* _Selected text_:
·····

Figure 5: IICN Virtual File System.
5 RELATED WORK
The most closely related research project to IICN is
CCN (Pathan and Buyya, 20058). CCN defines a
named data networking transport. CCN names are
hierarchically organized to facilitate the expression
of interests. For example, a user who wants a first
video chunk of the video resume.avi published by
CareerCup.com expresses the interest by the name
/CareerCup.com/resume.avi/_s0. In response to the
interest, the CCN network returns a data. Because
the CCN chunk size is very small (close to the link
MTU), a user should keep expressing interests until
downloading the whole video.
To service a specific interest, CCN uses FIB
entries that guide interest packets to their destination.
To deploy FIB entries to each CCN node, it is
generally assumed that OSPF-like routing protocol
is used to enable a distributed FIB calculation.

·····

* _Data lines_:
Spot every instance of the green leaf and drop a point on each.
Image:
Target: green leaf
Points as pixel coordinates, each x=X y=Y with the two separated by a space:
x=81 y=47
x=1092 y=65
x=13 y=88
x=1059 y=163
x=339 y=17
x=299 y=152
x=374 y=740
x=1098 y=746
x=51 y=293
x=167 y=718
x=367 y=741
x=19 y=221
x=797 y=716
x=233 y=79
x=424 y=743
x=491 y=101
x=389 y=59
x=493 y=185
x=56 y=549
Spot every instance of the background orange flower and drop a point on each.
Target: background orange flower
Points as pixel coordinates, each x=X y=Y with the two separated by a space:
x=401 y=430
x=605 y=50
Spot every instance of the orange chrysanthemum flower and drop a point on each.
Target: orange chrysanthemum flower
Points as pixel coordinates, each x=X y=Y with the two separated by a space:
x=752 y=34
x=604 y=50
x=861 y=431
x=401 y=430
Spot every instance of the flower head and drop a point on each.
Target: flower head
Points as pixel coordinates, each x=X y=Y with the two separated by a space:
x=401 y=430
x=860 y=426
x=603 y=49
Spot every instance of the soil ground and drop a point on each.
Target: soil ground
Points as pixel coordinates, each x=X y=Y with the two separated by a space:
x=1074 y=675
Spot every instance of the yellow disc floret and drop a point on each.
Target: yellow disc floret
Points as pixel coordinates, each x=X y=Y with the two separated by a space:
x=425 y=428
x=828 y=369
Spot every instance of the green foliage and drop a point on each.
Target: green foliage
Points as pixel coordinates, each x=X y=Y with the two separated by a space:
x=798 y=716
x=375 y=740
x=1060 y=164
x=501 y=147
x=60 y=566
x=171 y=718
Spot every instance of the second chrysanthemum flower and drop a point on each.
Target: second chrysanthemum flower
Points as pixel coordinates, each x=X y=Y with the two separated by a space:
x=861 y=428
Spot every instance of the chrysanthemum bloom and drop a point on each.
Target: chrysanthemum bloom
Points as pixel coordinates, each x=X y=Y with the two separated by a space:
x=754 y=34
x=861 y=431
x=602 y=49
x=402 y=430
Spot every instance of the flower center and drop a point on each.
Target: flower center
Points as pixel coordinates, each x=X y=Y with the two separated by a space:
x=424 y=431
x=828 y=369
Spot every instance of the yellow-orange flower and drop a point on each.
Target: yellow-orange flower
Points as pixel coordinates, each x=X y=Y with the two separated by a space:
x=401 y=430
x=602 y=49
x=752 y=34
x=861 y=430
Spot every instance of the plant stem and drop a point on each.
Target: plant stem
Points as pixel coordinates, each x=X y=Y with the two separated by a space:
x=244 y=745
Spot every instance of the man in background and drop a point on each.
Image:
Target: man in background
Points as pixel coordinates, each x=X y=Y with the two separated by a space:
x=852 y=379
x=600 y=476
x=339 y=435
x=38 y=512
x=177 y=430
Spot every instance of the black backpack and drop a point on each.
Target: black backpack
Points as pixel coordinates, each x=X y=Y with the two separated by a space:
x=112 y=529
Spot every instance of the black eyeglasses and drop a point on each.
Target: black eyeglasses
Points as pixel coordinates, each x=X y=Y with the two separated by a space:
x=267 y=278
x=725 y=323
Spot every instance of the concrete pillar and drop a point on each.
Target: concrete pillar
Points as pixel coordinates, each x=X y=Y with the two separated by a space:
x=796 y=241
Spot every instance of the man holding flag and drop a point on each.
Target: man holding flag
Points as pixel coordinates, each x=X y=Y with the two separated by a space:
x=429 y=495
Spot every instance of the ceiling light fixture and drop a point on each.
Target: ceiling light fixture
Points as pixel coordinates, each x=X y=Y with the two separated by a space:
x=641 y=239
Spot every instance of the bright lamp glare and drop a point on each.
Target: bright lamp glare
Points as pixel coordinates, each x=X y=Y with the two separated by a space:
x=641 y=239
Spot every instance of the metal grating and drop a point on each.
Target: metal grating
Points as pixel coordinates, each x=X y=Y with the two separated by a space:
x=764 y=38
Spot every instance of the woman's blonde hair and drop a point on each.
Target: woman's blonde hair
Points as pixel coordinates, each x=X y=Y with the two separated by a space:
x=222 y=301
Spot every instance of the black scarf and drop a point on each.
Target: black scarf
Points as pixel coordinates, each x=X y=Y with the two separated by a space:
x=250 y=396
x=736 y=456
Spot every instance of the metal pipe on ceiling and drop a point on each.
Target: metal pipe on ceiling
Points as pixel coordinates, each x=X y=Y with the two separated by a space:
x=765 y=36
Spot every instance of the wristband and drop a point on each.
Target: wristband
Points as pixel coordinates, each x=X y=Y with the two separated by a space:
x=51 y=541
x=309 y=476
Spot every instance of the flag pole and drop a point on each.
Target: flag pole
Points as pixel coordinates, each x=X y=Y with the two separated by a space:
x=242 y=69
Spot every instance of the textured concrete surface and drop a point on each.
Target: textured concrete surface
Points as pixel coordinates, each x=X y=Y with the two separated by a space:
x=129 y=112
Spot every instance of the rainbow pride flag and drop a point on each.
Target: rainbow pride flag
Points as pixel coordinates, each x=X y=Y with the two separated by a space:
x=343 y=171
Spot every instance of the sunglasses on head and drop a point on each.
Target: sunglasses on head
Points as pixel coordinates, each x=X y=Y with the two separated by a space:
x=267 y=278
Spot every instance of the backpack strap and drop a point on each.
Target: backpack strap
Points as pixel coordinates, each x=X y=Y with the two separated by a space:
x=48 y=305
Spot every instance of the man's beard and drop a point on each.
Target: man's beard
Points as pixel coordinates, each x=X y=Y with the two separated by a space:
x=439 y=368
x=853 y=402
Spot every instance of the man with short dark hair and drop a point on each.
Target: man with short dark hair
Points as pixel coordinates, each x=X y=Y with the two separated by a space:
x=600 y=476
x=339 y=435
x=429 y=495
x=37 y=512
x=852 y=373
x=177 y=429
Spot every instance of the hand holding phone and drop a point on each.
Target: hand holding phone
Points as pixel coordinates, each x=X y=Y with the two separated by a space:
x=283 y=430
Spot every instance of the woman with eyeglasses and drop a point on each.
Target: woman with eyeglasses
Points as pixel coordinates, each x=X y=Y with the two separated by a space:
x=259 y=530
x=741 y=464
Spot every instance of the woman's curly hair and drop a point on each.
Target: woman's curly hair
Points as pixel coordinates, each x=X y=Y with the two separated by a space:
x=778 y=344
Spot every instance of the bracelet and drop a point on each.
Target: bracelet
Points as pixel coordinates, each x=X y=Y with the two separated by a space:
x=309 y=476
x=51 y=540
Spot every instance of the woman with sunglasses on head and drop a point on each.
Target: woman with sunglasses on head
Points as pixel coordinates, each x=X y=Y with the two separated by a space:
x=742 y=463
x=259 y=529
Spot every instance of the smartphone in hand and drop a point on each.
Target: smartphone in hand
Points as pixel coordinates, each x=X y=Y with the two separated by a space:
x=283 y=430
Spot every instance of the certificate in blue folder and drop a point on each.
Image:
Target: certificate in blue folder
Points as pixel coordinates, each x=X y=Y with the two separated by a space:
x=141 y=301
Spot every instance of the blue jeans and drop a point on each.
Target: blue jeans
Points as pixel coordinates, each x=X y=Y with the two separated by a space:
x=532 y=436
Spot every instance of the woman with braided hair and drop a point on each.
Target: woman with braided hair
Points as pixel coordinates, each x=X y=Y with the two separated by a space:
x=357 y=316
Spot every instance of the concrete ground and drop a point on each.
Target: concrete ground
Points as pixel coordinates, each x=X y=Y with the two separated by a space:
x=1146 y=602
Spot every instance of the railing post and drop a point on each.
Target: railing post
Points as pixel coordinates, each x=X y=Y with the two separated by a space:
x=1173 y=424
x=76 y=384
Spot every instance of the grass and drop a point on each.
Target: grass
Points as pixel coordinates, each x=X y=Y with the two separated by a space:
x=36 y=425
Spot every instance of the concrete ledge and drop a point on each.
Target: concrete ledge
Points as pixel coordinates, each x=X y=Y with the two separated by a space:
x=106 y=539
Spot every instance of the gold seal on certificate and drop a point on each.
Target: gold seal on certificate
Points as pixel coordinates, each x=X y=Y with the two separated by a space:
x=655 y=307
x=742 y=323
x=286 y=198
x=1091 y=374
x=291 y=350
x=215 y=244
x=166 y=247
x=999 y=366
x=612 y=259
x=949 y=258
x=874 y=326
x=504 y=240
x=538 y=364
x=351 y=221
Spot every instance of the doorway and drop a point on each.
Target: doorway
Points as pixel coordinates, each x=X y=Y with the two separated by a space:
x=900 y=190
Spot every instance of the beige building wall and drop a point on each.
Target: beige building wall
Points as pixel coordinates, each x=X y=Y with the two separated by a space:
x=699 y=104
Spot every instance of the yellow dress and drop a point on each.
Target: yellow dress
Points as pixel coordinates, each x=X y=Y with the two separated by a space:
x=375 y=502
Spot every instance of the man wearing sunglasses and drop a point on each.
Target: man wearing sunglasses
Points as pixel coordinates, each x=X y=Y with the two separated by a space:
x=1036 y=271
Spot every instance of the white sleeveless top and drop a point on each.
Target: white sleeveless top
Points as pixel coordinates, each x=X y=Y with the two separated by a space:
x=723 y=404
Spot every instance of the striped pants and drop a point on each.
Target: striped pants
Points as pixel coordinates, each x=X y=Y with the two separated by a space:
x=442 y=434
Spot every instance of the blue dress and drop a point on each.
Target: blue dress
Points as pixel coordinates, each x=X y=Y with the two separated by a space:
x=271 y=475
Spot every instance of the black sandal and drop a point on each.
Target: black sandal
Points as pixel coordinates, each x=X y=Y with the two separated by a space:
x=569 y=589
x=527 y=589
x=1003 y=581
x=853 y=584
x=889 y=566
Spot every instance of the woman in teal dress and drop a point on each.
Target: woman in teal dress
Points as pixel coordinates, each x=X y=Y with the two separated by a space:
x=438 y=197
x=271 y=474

·····

* _Problems and tasks_:
1 > List each acronym that appears in the related-work text above, naming each only once.
2 > Duplicate a portion of the related-work text above. Begin at the words "5 RELATED WORK" and stop after the words "the whole video.".

* _Responses_:
1 > IICN, CCN, FIB, MTU, OSPF

2 >
5 RELATED WORK
The most closely related research project to IICN is
CCN (Pathan and Buyya, 20058). CCN defines a
named data networking transport. CCN names are
hierarchically organized to facilitate the expression
of interests. For example, a user who wants a first
video chunk of the video resume.avi published by
CareerCup.com expresses the interest by the name
/CareerCup.com/resume.avi/_s0. In response to the
interest, the CCN network returns a data. Because
the CCN chunk size is very small (close to the link
MTU), a user should keep expressing interests until
downloading the whole video.